[Text zur Durchsicht]
====

Liebe Leser,
die Luft ist raus. Bei so ziemlich allen. Proteste, Ausschreitungen, politisches Hickhack und ein allgemeines Klima der Anspannung und des Überdrusses beherrschen Spanien. Die blinde Wut, die sich jede Nacht vor allem in den Straßen Barcelonas entlädt, hatte sich schon lange aufgestaut bei den jungen Leuten. Da geht es nicht nur um Pablo Hasél und das Recht auf freie Meinungsäußerung, das war nur der berühmte Funke, der alles in Brand setzte. Da geht es – ohne die Gewalt zu rechtfertigen – auch um Arbeitslosigkeit, mangelnde Zukunftsperspektiven und nicht zuletzt um ein Ausbrechen aus einem Jahr voller Einschränkungen vieler anderer Freiheiten.
Fast vergessen sind jetzt die Solidaritätsbekundungen der ersten Pandemie-Monate, der allabendliche Applaus für Ärzte und Pflegepersonal, die Regenbögen und der Hashtag #yomequedoencasa. Die Durchhalteparole von „Resistiré“ist verhallt oder wird jetzt mit ironischem Tonfall gesungen. Und die Impfkampagne, die einst die Hoffnung nährte, in absehbarer Zeit zu einem einigermaßen normalen Leben zurückkehren zu können, geht so schleppend und holprig voran, dass es nur noch mehr deprimiert. Von immer neuen, immer infektiöseren Corona-Mutationen in allen Teilen der Welt ganz zu schweigen.
Die Luft ist also raus. Und das, obwohl mit dem Abklingen der dritten Welle jetzt Lockerungen bei den Restriktionen winken und wir ein paar unserer Freiheiten zurückgewinnen. Jubelstürme darüber bleiben aus, denn inzwischen sind wir pandemieerprobt und wissen, dass diese Lockerungen wohl wieder nur von kurzer Dauer sein werden, bis die nächste Welle über uns schwappt. Genießen kann man sie nicht wirklich, diese kleine Freiheit. Spanien und irgendwie die ganze Welt bräuchten ein Erfolgserlebnis. Letztendlich wird es wohl die Impfung sein, wenn sie richtig in Gang kommt. Werfen wir etwa einen Blick in die Seniorenresidenzen, deren Bewohner dank ihrer Impfung nach langer Zeit liebe Verwandte wiedersehen konnten. Auch wir werden irgendwann dorthin kommen.

====

[Bereitgestelltes Material]
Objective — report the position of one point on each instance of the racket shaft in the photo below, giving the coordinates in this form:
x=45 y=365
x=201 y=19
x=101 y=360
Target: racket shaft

====

[Arbeitsanweisung] Zähle bitte alles auf, was laut dem Text über die Stimmung in Spanien das Land beherrscht.

[Schriftliche Antwort]
- Proteste
- Ausschreitungen
- politisches Hickhack
- ein allgemeines Klima der Anspannung und des Überdrusses